TEXT:
# I want to get a LGD, but which one?



## Pumpkinpup (Oct 15, 2011)

I live in a area that is highly populated by coyotes and other predators and really want a LGD but have no idea which is best suited to me. Please tell me your experiences with your LGD both good and bad, any advice you can give, etc.... I know there are many breeds out there, I just want help figuring out which one best fits my situation. Thanks so much!


----------



## watchdogps (Oct 16, 2011)

Need more info. How much land, how many and what types of animals to protect? Fencing?  Do you want a people friendly dog (as in, do you have visitors to the farm the dog nneds to tolerate, or do you have human poachers to worry about)
Kinda hard to make a recomendation when you haven't told us anything about your situation.


----------



## getchasome (Oct 16, 2011)

WHAT YOU NEED TO DO:
1. Locate each line of the rows that contains the string "field", treating uppercase and lowercase as different, and copy those lines.
2. Continue the forum thread about choosing a livestock guardian dog from the point where it stops.
The forum thread and the rows below it were collected from unrelated sources.

RECORD EXTRACTS:

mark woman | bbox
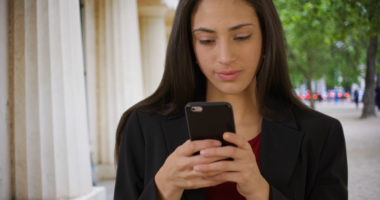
[115,0,347,199]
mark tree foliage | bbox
[274,0,380,114]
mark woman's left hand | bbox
[194,133,269,199]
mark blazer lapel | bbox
[162,114,205,200]
[260,109,303,186]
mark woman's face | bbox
[191,0,262,94]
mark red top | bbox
[205,134,261,200]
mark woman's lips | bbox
[216,70,241,81]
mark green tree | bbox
[275,0,334,108]
[330,0,380,118]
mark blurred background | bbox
[0,0,380,200]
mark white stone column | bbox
[84,0,143,179]
[82,0,100,166]
[10,0,105,199]
[0,0,11,199]
[139,0,168,96]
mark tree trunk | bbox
[306,51,315,109]
[360,35,378,118]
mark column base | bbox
[69,186,106,200]
[95,164,116,181]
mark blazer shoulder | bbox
[293,105,340,127]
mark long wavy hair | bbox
[115,0,306,162]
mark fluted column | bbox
[10,0,105,199]
[0,0,11,199]
[139,0,168,96]
[84,0,143,179]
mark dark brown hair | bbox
[115,0,305,162]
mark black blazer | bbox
[114,105,348,200]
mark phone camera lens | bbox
[191,106,203,112]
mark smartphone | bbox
[185,102,235,146]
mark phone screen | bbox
[185,102,235,146]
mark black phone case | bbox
[185,102,235,146]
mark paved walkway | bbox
[99,102,380,200]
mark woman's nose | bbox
[218,41,236,65]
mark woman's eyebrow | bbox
[193,24,253,33]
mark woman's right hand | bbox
[155,140,226,200]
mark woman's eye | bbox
[199,40,214,45]
[235,35,252,40]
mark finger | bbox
[194,161,241,176]
[176,139,222,156]
[223,132,248,148]
[189,155,228,166]
[200,146,244,159]
[183,171,226,189]
[208,171,245,183]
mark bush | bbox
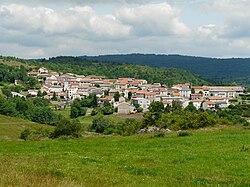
[154,131,166,138]
[51,118,82,138]
[91,108,98,116]
[20,129,31,141]
[102,106,114,115]
[90,115,111,133]
[20,127,51,141]
[177,131,192,136]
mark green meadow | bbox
[0,113,250,187]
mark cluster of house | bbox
[24,67,244,113]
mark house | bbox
[27,71,39,77]
[11,92,26,98]
[190,94,202,100]
[38,67,49,74]
[28,90,38,97]
[208,96,229,108]
[117,102,135,114]
[208,86,244,98]
[131,98,150,111]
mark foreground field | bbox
[0,127,250,186]
[0,115,53,140]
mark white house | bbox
[38,67,49,74]
[132,98,150,111]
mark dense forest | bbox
[36,57,208,85]
[82,54,250,85]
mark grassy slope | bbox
[0,115,52,140]
[0,127,250,186]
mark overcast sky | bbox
[0,0,250,58]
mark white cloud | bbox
[117,3,190,36]
[212,0,250,39]
[0,4,129,38]
[0,0,250,58]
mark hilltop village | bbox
[22,67,244,114]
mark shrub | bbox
[90,115,111,133]
[154,131,166,138]
[177,131,192,136]
[20,127,51,141]
[91,108,98,116]
[20,129,31,141]
[51,118,81,138]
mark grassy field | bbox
[0,123,250,186]
[0,115,52,141]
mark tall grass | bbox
[0,127,250,186]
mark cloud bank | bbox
[0,0,250,58]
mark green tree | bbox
[172,100,182,110]
[51,92,57,101]
[191,88,195,94]
[52,118,82,138]
[185,102,197,112]
[114,92,120,102]
[128,92,132,100]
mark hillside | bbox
[0,115,53,141]
[82,54,250,85]
[36,57,208,85]
[0,127,250,187]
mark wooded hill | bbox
[35,57,209,85]
[82,54,250,85]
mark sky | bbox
[0,0,250,58]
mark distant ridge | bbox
[82,54,250,85]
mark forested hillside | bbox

RESPONSES FOR EACH TASK:
1.
mark foreground field | bbox
mark grassy field | bbox

2.
We have 2 great pyrenees dogs, both males.  We got them when they were 6 weeks old.  One of them is excellent, very on top of things.  His brother prefers to stand back and watch to see what he's going to do.  We spent a lot of time with them training them, so they are very friendly with us.  They do bark at others that pull onto the farm as well as bark at noises in the woods surrounding us and strange animals (people tend to drop off unwanted dogs a LOT out on our road).

We've noticed that on other farms there are mini donkeys instead of the dogs.  When we started asking about them we were told that the donkeys are more aggressive against predators, but will also go after the farm/family dog if it gets in near the herd.

We did lots of research before we decided on our dogs.  I'd had a really bad experience with a donkey when I was 6, so they were out of the question for us, but others really like them.

Good luck!!!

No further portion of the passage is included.